[What is asked]
[a] In the article about the Chute Laundry pop-up shop, on what date did the shop open?
[b] In the article about the Chute Laundry pop-up shop, rewrite the passage that opens with the words containing "Mural made by" and closes with "of Chute Laundry!", substituting "residence halls" for "dorms".

[Text segment]
::::
Chute Your Shot: Laundry Service Opens a Pop-Up Shop Downtown

Mural made by Claire Schmitt, a PSU graduate

One thing almost everyone can agree on is that doing laundry is the absolute worst. Especially as a college student, machines in the dorms are either never working properly, broken, taken or all of the above. However, there is hope with the help of Chute Laundry! 

The student-run startup, founded by 21-year-old Penn State senior Reid Moncada, aims to make the worst chore easy and convenient by doing it for you! Chute Laundry service does it all, including pick up, washing, drying, folding and the drop-off. Within just two years, the company has turned into a booming business, now offering its service both here in State College and in Philadelphia. 

Moncada decided it was the right time to further enhance the company by opening up pop-up shop downtown. The shop is located in a niche spot next to the Phyrst, right where Downtown Nails used to be on 113 Beaver Avenue. The shop opened on Dec. 4 and will be open for the next few months. To get an inside scoop of how Chute came to be, VALLEY had a Q&A with Moncada, the man behind it all. Read on to learn more about how his side hustle has now turned into his full-time gig.
::::
[Dataset entries]
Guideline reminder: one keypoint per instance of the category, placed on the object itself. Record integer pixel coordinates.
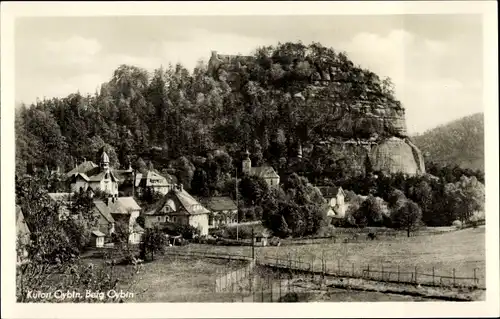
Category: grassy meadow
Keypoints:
(462, 250)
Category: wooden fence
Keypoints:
(235, 278)
(383, 274)
(397, 275)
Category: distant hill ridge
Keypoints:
(459, 142)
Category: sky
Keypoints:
(435, 61)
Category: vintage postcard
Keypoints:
(311, 158)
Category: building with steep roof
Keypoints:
(335, 198)
(265, 172)
(89, 175)
(120, 209)
(22, 232)
(223, 211)
(178, 207)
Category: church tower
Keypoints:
(246, 164)
(104, 162)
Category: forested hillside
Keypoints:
(460, 142)
(287, 95)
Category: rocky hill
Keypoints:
(460, 142)
(363, 119)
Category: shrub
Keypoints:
(457, 224)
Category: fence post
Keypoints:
(271, 287)
(453, 277)
(279, 276)
(262, 291)
(312, 266)
(433, 276)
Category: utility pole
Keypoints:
(253, 246)
(237, 206)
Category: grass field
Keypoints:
(462, 250)
(179, 280)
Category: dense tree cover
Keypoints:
(172, 115)
(153, 241)
(296, 210)
(460, 142)
(441, 200)
(55, 243)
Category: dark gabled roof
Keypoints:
(124, 175)
(60, 197)
(189, 203)
(264, 172)
(76, 176)
(99, 176)
(104, 210)
(82, 168)
(329, 191)
(137, 228)
(98, 233)
(219, 203)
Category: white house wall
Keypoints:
(200, 222)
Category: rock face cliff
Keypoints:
(390, 153)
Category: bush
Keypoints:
(326, 231)
(457, 224)
(186, 231)
(244, 232)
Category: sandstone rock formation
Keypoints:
(390, 155)
(396, 155)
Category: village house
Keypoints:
(97, 239)
(22, 232)
(89, 175)
(223, 211)
(121, 209)
(105, 221)
(179, 207)
(335, 198)
(266, 172)
(64, 201)
(155, 181)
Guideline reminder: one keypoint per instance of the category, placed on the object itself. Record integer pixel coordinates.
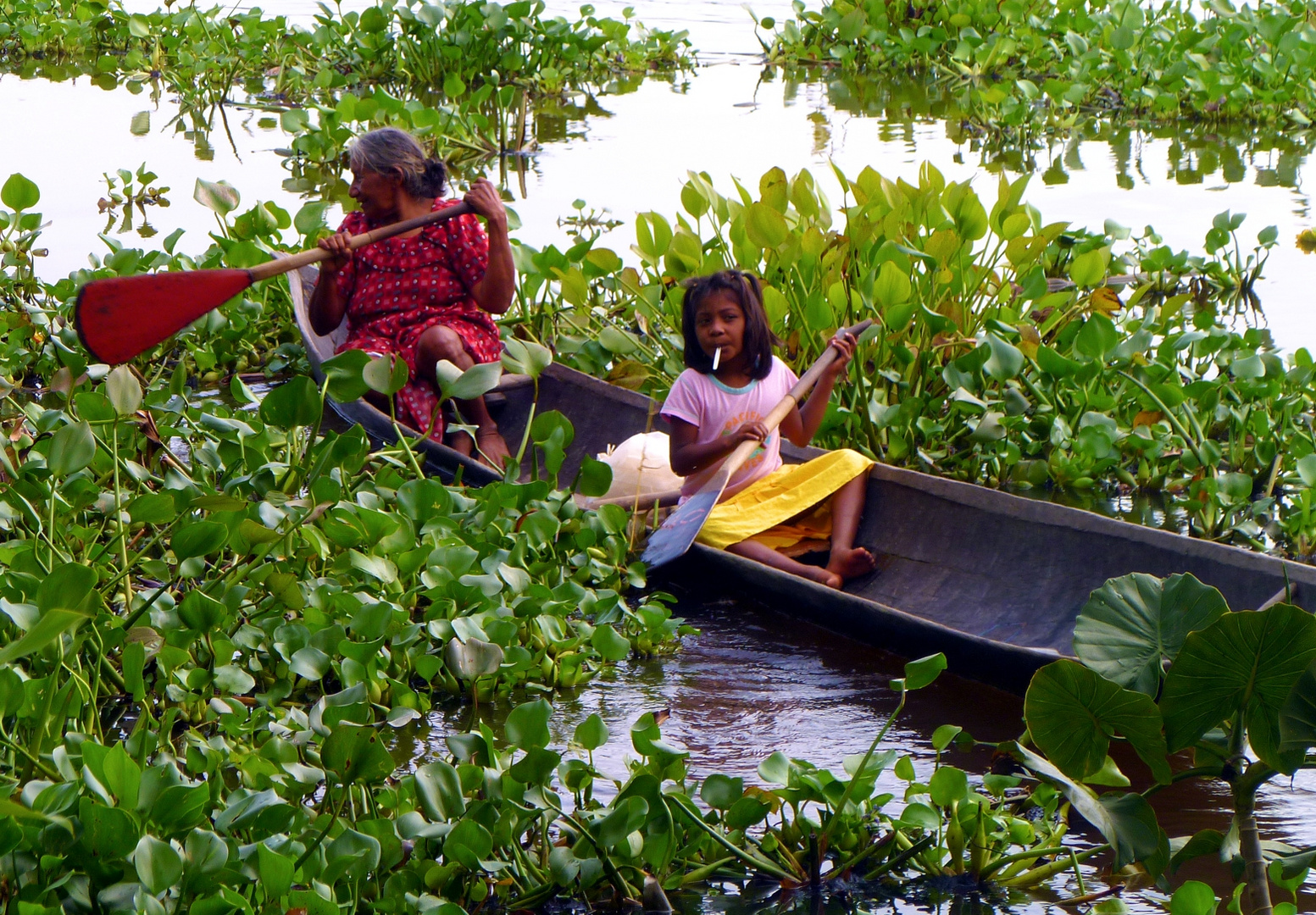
::::
[In response]
[a] Dec. 4

[b]
Mural made by Claire Schmitt, a PSU graduate

One thing almost everyone can agree on is that doing laundry is the absolute worst. Especially as a college student, machines in the residence halls are either never working properly, broken, taken or all of the above. However, there is hope with the help of Chute Laundry!